Please gather every line of the items below that contains the word "wall" and copy each of those lines in full. Letter case counts, so skip any line where the word appears with different capitalization.
------------------------
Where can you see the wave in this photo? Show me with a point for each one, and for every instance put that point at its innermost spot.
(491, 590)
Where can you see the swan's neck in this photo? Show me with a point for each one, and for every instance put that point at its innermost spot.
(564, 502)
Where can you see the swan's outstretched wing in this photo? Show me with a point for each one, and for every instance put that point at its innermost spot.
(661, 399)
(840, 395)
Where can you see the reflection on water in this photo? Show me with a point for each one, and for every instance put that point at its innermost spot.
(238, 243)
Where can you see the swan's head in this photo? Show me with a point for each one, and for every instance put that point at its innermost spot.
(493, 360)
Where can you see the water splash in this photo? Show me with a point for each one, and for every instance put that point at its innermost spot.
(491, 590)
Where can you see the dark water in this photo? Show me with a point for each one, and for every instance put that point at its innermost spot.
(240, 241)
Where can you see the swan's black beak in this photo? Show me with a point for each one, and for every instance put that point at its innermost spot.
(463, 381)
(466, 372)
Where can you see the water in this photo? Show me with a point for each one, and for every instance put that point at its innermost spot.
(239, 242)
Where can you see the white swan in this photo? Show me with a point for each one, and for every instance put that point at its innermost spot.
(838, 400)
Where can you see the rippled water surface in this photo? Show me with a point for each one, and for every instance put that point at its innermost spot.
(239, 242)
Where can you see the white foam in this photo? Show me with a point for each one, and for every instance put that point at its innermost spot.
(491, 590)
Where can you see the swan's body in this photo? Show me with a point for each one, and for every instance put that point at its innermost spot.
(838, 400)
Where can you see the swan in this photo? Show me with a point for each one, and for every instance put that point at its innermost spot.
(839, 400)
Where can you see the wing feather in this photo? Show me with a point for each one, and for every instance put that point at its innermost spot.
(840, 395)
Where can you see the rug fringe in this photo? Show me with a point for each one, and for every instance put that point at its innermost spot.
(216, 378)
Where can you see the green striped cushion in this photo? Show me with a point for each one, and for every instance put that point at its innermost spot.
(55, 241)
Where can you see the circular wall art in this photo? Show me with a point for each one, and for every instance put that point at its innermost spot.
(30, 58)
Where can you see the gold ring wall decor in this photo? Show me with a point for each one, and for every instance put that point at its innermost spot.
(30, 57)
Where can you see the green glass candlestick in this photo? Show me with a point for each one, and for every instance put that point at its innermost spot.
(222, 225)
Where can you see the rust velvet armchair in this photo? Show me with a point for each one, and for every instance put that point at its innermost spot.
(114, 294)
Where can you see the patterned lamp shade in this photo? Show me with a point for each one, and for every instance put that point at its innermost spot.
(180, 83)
------------------------
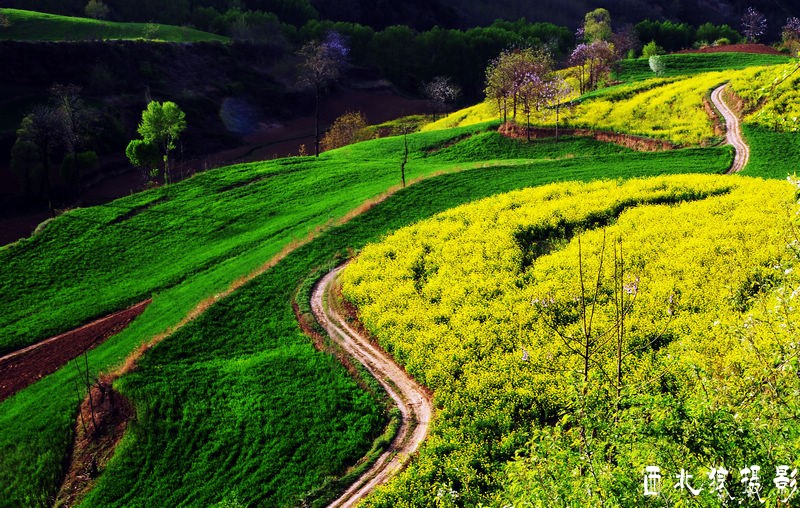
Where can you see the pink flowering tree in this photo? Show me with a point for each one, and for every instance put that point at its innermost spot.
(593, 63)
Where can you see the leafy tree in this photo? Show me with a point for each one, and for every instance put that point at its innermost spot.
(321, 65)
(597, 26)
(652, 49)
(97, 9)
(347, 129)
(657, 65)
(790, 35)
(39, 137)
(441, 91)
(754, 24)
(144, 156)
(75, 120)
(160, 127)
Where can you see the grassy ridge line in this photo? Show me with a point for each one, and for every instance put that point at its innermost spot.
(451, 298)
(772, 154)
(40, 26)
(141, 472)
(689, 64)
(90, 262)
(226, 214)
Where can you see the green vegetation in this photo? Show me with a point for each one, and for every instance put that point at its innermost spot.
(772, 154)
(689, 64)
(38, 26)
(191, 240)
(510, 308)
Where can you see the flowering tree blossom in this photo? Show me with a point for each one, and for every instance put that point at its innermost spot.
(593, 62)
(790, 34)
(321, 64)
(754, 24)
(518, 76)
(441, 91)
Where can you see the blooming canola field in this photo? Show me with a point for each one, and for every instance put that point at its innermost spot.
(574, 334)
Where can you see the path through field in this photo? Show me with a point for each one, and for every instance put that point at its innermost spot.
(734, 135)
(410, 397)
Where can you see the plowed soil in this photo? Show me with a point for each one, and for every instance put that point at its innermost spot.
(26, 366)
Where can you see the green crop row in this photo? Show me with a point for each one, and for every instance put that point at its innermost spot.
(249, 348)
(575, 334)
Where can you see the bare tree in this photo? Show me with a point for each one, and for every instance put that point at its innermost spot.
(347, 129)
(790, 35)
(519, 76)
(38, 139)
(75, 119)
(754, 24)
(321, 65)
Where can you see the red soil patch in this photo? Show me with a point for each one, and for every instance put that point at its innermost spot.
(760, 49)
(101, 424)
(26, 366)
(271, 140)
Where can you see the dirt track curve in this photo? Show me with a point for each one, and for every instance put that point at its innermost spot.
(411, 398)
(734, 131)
------------------------
Written solution >>
Where can you see the circular wall art in this photo? Show me with a point for each one, and for every instance put that point at its innermost spot.
Where can you see the gold ring wall decor in this photo? Show me with a point for each one, and for every instance put that point at its innermost spot.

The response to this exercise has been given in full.